▶ [課題一覧]:
1. 次の(a)〜(c)が本文の内容と合致するかを判定してください。それぞれ「はい」か「いいえ」で答え、判断の決め手となる本文の語句をそのまま引用すること。
(a) パーソナライズでは、同一のサービスやコンテンツをすべての顧客に提供する。
(b) パーソナライズが重要視される背景には、顧客の購買行動の変化がある。
(c) パーソナライズは、不特定多数に対する施策よりも多くのリソースを必要とする。
2. 本文のうち、「例えば、自社の商品を使ってい」から「パーソナライズが重要視される背景は、顧客の購買行動の変化があります。」に至るまでの部分を一字一句違えずに書き写してください。

▶ [本文]:
——————

現代のマーケティング担当者に求められているのが「パーソナライズ」という手法です。
不特定多数に対するマーケティング施策と異なり、ユーザー一人ひとりの属性や興味関心に合わせた情報を提供することで、少ないリソースで効果的にマーケティングをすることができます。
今回は「パーソナライズ」にフォーカスして、その内容やメリット・デメリットなどをお伝えします。
この記事の内容
パーソナライズとは?
パーソナライズとは、各種サービスやコンテンツを同一の顧客・見込み顧客に提供するのではなく、個々の行動履歴や購買履歴に応じたサービスやコンテンツを提供することを意味します。
例えば、自社の商品を使っている100人の消費者がいた場合、100人全員が同じコト・モノに関心を持っているわけではありませんし、100人全員が同じライフスタイルで生活しているわけでもありませんよね。
つまり、顧客全員に対して画一的なサービスを提供するよりも、一人ひとりの属性・興味関心・購買行動などに合わせて個々に最適化したサービスを提供することが有効だということが分かります。
パーソナライズが重要視される理由
パーソナライズが重要視される背景は、顧客の購買行動の変化があります。
インターネットの発展やスマホの普及によって、顧客は自分が欲しい情報を欲しいタイミングで取得できるようになり、サービスを提供する企業側は不特定多数に対して一方的な情報提供では効果が得られなくなってきました。

——————

▶ [データ行]:
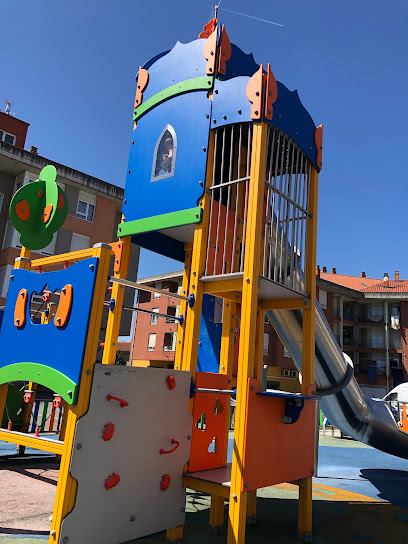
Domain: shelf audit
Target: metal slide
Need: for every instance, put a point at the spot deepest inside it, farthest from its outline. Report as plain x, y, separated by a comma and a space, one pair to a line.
343, 403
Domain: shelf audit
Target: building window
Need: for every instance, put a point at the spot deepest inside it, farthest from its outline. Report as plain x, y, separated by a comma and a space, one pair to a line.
5, 272
169, 343
86, 206
218, 308
48, 250
323, 299
152, 342
164, 158
6, 137
266, 344
171, 311
154, 318
79, 242
157, 285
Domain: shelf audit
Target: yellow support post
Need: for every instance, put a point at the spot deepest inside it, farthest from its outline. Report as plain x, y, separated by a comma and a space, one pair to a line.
193, 317
226, 361
66, 487
308, 351
117, 294
260, 326
199, 253
178, 358
238, 498
24, 263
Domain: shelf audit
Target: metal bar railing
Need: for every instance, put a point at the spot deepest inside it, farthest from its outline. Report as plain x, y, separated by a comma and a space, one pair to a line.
141, 287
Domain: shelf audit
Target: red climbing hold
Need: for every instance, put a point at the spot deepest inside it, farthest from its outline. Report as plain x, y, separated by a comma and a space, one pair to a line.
123, 403
165, 482
57, 401
173, 441
108, 431
171, 382
112, 481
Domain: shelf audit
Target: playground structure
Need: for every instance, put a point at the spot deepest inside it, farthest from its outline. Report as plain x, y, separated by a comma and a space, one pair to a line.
222, 176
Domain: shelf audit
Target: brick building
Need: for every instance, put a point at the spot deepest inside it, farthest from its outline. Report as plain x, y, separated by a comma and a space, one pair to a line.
94, 205
154, 337
368, 317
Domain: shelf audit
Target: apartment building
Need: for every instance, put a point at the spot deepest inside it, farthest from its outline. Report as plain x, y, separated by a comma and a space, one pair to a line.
368, 316
94, 205
154, 337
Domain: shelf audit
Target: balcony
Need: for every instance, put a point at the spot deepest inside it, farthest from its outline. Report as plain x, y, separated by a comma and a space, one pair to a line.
395, 344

——————

▶ [模範解答]:
1.
(a) いいえ。「各種サービスやコンテンツを同一の顧客・見込み顧客に提供するのではなく」
(b) はい。「パーソナライズが重要視される背景は、顧客の購買行動の変化があります」
(c) いいえ。「少ないリソースで効果的にマーケティングをすることができます」

2.
例えば、自社の商品を使っている100人の消費者がいた場合、100人全員が同じコト・モノに関心を持っているわけではありませんし、100人全員が同じライフスタイルで生活しているわけでもありませんよね。
つまり、顧客全員に対して画一的なサービスを提供するよりも、一人ひとりの属性・興味関心・購買行動などに合わせて個々に最適化したサービスを提供することが有効だということが分かります。
パーソナライズが重要視される理由
パーソナライズが重要視される背景は、顧客の購買行動の変化があります。